■ **本文**
####################

六本木のダーツバーで、「強烈系」コスプレ看板娘の虜になった
看板娘という名の愉悦 Vol.34
好きな酒を置いている。食事がことごとく美味しい。雰囲気が良くて落ち着く。行きつけの飲み屋を決める理由はさまざま。しかし、なかには店で働く「看板娘」目当てに通い詰めるパターンもある。もともと、当連載は酒を通して人を探求するドキュメンタリー。店主のセンスも色濃く反映される「看板娘」は、探求対象としてピッタリかもしれない。
努力系。明るい系。気が利く系。看板娘にはさまざまなタイプがいる。しかし、連載34回目にして新しいキャラクターが登場した。「強烈系」である。
訪れたのは六本木のダーツバー、「hello,tomorrow(ハロトモ)」。

店は飲食店ビルの2階にあった。

店内では大きなモニターに海外サッカーの試合が映し出されている。後ほど登場する店長が大のサッカーファンなのだ。

さっそく店長に挨拶をすると、「取材の方が来たから着替えなよ」と看板娘に声をかけた。ビシッとしたスーツにでも着替えるのだろうか。

####################

(データソースからの項目)

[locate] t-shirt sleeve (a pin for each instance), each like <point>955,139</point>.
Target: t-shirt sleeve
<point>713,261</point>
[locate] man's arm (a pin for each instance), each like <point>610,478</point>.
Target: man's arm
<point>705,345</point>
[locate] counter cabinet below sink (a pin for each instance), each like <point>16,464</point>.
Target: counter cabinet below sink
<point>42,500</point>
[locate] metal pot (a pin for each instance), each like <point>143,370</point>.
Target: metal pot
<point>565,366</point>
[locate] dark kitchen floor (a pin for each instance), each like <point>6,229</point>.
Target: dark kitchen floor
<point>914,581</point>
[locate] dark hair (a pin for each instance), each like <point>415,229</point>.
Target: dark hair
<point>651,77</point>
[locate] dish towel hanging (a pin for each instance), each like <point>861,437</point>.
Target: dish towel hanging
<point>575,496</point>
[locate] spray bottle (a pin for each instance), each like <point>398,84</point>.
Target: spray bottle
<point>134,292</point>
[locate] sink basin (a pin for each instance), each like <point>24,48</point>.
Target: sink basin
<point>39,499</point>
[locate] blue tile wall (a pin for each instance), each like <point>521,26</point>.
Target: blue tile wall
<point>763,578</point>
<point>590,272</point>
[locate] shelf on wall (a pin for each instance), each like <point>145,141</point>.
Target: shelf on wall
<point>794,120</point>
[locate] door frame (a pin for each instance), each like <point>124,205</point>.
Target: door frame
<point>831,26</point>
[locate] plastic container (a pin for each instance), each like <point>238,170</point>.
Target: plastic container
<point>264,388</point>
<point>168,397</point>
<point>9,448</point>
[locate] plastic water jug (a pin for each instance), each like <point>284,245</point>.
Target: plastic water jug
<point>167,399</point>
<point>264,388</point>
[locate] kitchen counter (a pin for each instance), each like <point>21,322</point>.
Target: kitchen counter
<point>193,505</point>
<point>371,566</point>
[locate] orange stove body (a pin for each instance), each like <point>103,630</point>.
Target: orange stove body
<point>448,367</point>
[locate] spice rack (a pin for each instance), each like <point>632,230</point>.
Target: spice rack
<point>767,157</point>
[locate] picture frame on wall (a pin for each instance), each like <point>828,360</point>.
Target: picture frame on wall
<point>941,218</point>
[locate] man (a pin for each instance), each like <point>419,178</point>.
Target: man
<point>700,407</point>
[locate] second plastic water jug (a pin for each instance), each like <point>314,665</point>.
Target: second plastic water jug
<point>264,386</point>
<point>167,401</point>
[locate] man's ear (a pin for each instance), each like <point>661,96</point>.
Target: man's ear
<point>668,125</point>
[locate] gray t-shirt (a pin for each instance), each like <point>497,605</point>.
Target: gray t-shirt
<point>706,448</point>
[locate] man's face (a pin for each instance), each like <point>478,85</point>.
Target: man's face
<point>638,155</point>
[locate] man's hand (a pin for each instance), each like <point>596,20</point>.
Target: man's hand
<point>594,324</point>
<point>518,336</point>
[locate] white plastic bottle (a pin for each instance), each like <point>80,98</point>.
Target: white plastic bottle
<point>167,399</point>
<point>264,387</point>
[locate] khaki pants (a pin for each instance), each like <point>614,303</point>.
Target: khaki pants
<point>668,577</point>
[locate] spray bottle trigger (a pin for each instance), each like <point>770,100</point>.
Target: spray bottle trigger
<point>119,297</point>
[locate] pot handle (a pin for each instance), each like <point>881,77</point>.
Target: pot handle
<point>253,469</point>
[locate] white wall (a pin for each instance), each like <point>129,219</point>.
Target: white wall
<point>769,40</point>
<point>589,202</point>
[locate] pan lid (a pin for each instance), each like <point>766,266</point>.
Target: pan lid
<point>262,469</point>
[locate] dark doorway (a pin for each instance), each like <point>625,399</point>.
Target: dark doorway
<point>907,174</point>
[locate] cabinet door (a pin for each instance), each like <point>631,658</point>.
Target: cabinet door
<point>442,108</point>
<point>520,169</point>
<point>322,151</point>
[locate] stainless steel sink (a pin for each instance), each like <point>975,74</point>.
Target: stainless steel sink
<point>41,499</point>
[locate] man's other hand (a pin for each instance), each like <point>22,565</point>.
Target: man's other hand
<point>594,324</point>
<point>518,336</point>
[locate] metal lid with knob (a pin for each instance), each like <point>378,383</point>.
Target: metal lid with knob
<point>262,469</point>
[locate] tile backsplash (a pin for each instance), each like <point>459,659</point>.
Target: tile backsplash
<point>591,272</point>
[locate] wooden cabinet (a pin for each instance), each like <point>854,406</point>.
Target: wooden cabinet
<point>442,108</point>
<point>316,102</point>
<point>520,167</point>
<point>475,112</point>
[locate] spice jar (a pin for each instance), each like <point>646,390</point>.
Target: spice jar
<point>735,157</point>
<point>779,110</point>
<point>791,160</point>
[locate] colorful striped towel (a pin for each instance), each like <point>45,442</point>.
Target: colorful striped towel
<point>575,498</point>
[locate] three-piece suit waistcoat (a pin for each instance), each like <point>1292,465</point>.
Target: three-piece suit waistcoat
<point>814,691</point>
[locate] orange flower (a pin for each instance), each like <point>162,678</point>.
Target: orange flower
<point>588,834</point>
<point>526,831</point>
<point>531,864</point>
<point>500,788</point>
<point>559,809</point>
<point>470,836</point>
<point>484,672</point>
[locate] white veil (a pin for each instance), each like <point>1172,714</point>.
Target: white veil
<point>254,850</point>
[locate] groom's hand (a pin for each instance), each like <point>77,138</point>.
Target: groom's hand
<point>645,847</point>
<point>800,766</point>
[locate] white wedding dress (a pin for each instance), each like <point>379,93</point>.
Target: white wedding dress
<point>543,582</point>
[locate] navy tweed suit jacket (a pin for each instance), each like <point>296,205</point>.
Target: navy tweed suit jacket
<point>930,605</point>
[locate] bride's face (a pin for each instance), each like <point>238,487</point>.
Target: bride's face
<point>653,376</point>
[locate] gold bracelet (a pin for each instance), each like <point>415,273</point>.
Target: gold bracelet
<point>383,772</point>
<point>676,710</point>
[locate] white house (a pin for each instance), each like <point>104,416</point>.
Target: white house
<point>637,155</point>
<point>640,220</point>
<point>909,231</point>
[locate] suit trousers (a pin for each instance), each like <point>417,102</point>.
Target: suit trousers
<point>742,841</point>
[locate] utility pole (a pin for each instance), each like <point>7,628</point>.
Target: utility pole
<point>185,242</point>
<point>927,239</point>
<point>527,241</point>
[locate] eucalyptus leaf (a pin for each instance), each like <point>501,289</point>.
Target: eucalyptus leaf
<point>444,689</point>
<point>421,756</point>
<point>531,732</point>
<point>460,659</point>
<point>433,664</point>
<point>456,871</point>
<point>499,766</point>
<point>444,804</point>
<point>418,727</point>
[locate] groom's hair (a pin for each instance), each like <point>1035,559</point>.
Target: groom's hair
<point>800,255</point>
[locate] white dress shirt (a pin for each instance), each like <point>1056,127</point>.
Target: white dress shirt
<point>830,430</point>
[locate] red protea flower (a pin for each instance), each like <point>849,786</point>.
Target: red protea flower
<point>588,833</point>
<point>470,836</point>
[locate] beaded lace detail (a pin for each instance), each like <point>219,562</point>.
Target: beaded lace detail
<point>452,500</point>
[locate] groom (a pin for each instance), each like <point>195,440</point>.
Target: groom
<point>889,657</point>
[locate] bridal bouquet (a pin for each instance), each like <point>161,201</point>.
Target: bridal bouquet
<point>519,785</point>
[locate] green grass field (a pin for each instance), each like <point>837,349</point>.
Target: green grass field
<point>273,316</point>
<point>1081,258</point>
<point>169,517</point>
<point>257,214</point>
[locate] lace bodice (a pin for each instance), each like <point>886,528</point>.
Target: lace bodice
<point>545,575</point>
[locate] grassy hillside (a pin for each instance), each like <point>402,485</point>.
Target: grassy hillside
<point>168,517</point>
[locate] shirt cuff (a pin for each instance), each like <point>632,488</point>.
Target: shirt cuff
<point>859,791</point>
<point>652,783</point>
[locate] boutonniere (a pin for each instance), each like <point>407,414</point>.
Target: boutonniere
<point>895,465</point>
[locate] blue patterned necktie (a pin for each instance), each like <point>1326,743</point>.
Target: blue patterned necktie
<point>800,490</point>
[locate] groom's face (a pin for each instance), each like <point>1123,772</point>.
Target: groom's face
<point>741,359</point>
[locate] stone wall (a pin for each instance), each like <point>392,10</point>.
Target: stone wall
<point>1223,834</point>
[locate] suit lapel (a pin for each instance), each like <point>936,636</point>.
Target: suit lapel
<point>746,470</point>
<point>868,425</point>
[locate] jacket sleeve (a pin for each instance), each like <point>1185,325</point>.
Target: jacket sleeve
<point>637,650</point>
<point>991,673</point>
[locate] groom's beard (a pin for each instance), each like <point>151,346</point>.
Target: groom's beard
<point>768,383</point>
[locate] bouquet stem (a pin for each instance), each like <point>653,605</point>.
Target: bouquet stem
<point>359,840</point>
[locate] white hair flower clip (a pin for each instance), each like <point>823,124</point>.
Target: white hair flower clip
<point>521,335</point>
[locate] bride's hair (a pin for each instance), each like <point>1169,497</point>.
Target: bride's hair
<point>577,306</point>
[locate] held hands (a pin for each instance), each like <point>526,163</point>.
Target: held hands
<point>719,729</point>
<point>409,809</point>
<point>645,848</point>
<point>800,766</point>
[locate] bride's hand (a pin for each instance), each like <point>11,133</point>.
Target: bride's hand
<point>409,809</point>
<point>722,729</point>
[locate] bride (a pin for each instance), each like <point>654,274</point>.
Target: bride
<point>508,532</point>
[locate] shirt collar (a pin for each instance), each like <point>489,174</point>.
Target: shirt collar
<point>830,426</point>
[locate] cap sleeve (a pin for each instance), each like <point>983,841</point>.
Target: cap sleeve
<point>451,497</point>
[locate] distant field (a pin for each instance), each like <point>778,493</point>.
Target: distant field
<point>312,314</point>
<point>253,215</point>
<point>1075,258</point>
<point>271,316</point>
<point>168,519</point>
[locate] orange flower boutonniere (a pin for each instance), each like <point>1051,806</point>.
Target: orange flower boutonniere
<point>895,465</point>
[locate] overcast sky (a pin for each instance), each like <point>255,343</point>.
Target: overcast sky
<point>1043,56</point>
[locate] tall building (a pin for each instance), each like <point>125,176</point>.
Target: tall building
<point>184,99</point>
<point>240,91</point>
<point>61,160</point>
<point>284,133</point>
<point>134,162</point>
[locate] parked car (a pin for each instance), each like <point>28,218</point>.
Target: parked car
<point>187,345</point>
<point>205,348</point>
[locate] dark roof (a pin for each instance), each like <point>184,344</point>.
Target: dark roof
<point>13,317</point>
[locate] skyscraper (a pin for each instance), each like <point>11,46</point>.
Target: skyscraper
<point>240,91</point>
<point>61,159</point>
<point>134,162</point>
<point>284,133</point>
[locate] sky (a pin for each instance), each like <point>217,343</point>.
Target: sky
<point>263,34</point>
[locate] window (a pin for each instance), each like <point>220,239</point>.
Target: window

####################

■ **短い課題**
本文の「努力系。明るい系。気が利く系」から「ツにでも着替えるのだろうか。」まで（「ツにでも着替えるのだろうか。」も含む）を、一字一句変えずに書き写してください。

■ **解答**
努力系。明るい系。気が利く系。看板娘にはさまざまなタイプがいる。しかし、連載34回目にして新しいキャラクターが登場した。「強烈系」である。
訪れたのは六本木のダーツバー、「hello,tomorrow(ハロトモ)」。

店は飲食店ビルの2階にあった。

店内では大きなモニターに海外サッカーの試合が映し出されている。後ほど登場する店長が大のサッカーファンなのだ。

さっそく店長に挨拶をすると、「取材の方が来たから着替えなよ」と看板娘に声をかけた。ビシッとしたスーツにでも着替えるのだろうか。